** START OF Recorded information **

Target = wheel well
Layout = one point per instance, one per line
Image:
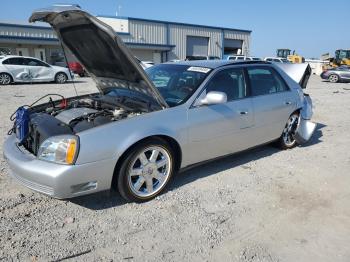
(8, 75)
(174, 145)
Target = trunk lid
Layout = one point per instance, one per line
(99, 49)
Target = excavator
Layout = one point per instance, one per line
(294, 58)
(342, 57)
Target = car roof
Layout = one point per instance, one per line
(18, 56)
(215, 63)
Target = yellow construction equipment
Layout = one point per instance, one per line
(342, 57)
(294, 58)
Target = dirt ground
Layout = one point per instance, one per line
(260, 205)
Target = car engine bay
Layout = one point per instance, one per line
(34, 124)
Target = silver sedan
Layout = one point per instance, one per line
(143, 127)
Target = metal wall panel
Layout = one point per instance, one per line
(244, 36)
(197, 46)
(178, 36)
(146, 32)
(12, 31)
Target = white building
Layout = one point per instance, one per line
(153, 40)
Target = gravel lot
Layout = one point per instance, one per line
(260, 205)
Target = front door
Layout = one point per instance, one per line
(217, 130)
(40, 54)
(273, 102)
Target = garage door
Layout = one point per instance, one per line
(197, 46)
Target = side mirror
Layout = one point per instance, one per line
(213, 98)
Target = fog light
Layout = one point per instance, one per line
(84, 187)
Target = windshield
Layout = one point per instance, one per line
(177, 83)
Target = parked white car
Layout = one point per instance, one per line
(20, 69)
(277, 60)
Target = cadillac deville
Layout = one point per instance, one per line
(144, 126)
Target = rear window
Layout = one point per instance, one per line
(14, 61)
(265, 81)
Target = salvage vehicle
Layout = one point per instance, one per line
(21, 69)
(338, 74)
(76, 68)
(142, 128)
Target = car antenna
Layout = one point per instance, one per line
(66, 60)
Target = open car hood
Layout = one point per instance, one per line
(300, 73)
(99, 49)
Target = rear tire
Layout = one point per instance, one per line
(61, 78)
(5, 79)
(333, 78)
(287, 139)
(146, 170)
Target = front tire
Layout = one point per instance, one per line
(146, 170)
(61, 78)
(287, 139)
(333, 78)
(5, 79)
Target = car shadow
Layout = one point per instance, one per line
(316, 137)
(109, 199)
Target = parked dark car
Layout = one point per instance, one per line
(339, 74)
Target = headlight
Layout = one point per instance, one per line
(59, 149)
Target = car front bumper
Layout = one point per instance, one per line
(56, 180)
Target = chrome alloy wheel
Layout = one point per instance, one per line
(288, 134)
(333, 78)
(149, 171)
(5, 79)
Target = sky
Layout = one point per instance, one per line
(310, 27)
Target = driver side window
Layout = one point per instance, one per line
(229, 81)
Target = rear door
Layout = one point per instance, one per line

** END OF Recorded information **

■ **The problem**: Reproduce exactly, with nothing added, the lines from the one that contains "Target = fog light" to the end of the data.

■ **The completed task**:
Target = fog light
Layout = one point per instance, one per line
(84, 187)
Target = windshield
Layout = one point per instance, one per line
(177, 83)
Target = parked white car
Layout = one point per instance, one per line
(20, 69)
(277, 60)
Target = cadillac deville
Layout = one point per instance, one per line
(144, 126)
Target = rear window
Layout = one point per instance, one per line
(14, 61)
(265, 81)
Target = salvage vehicle
Layout = one point per instance, one per line
(21, 69)
(338, 74)
(76, 68)
(142, 128)
Target = car antenna
Layout = one point per instance, one per line
(66, 60)
Target = open car hood
Layout = one point per instance, one per line
(300, 73)
(99, 49)
Target = rear tire
Layout = one point per instance, one per line
(61, 78)
(5, 79)
(333, 78)
(287, 139)
(146, 170)
Target = front tire
Layout = one point per instance, one per line
(146, 170)
(61, 78)
(287, 139)
(333, 78)
(5, 79)
Target = car shadow
Layout = one point per instance, one per line
(316, 137)
(109, 199)
Target = parked dark car
Layout = one point per instance, one per line
(339, 74)
Target = headlight
Layout = one point per instance, one per line
(59, 149)
Target = car front bumper
Layout = one point per instance, one per line
(56, 180)
Target = chrome alloy wheel
Layout = one point per instance, one per line
(288, 134)
(333, 78)
(149, 171)
(5, 79)
Target = sky
Layout = one point per instance, one per line
(310, 27)
Target = driver side window
Layout = one point per instance, one per line
(229, 81)
Target = rear door
Layout = one point per instance, one per line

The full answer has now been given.